Start of Text section

The classification of receptors for adenosine, ATP and ADP (collectively called purinoceptors) has seen a number of developments in the past three years. The important division of receptors into two major classes1 (1) adenosine (P1) receptors and (2) P2 purinoceptors, first suggested by Burnstock in 1978 (Ref.2), has been an abiding one that has set the stage for further subdivision of P2 purinoceptors into P2X and P2Y subtypes on the basis of pharmacological properties3. Later, Dubyak4 summarized the evidence that ATP worked through two different transduction mechanisms: intrinsic ion channels and G protein-coupled receptors. This information, coupled with the cloning of purinoceptors in 1993/94, led Abbracchio and Burnstock5 to propose that purinoceptors should be classified in two families: G protein-coupled receptors termed P2Y purinoceptors, and intrinsic ion channels termed P2X purinoceptors. Developments in recent years have borne out these expectations and a revised nomenclature, essentially adopting the Abbracchio and Burnstock proposal, can now be proposed.
Adenosine (P1) receptors
The existence of four separate adenosine receptors is well established6. In conformity with the International Union of Pharmacology Committee on Receptor Nomenclature and Drug Classification (NC-IUPHAR) recommendations, the two A2 receptors are now named A2A and A2B (rather than A2a and A2b). Although there are reports of binding sites that suggest the existence of additional subtypes7-11, no evidence for new A2 receptors has evolved from the extensive cloning efforts of several laboratories. Indeed at least one of these sites (denoted A4 by the authors) may represent binding to a state of the A2A receptor12, and a similar explanation may apply to the other putative receptor binding sites. If additional adenosine receptors are cloned and shown to be structurally different from the four known receptors and if, in addition, a distinct pharmacological profile (both binding and functional response) is established they are to be named A4, A5, etc. Until such time, naming of putative binding sites is strongly discouraged.

End of Text section
Start of Given entries

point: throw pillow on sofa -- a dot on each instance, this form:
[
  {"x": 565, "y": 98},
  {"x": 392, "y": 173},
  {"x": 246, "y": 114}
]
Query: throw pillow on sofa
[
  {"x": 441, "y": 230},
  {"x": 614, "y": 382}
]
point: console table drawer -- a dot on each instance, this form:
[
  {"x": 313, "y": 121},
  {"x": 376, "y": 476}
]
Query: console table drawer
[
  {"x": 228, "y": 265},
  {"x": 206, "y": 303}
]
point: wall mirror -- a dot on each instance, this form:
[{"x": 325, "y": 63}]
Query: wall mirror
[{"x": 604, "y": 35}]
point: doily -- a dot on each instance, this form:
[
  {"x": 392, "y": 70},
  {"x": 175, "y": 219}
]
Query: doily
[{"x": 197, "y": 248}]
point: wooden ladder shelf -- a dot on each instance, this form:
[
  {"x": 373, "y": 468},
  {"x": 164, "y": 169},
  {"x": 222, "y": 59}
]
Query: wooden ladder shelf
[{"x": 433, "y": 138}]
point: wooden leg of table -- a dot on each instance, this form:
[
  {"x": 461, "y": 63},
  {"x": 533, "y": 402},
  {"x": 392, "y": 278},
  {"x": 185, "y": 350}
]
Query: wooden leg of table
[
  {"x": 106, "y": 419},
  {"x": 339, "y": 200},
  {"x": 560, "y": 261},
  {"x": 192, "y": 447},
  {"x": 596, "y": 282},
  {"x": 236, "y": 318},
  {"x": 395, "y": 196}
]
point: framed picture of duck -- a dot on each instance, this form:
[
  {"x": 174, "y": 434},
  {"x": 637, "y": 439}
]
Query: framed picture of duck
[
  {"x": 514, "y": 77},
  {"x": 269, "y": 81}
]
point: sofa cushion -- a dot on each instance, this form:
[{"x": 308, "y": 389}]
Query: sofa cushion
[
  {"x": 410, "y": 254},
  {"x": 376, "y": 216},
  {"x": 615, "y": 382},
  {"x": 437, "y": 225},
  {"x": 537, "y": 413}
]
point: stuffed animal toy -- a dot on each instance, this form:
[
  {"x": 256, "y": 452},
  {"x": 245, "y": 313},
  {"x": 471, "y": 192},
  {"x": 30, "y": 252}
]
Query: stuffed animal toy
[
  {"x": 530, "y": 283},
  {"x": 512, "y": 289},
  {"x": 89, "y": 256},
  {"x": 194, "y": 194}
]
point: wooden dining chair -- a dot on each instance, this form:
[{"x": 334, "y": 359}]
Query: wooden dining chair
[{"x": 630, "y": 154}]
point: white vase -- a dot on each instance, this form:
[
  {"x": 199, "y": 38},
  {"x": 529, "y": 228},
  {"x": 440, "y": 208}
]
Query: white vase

End of Given entries

◆ Questions on the material:
a - In the text on purinoceptor classification, who first suggested dividing purinoceptors into adenosine (P1) receptors and P2 purinoceptors, and in what year?
b - Summarize the text on purinoceptor classification in two sentences.
c - According to the text on purinoceptor classification, what led Abbracchio and Burnstock to propose classifying purinoceptors into two families?
None of the listing is needed for this work.

◆ Solutions in order:
a - Burnstock first suggested it, in 1978.

b - Purinoceptors, long divided into adenosine (P1) receptors and P2 purinoceptors, can now be given a revised nomenclature that essentially adopts the Abbracchio and Burnstock proposal of two families: G protein-coupled P2Y purinoceptors and ion-channel P2X purinoceptors. Four adenosine receptors are well established, with the two A2 receptors now named A2A and A2B, and any new adenosine receptor will be named A4, A5, and so on only if it is cloned, structurally distinct and given a distinct pharmacological profile.

c - Dubyak had summarized evidence that ATP works through two different transduction mechanisms, intrinsic ion channels and G protein-coupled receptors. That evidence, together with the cloning of purinoceptors in 1993/94, led them to propose a P2Y family of G protein-coupled receptors and a P2X family of intrinsic ion channels.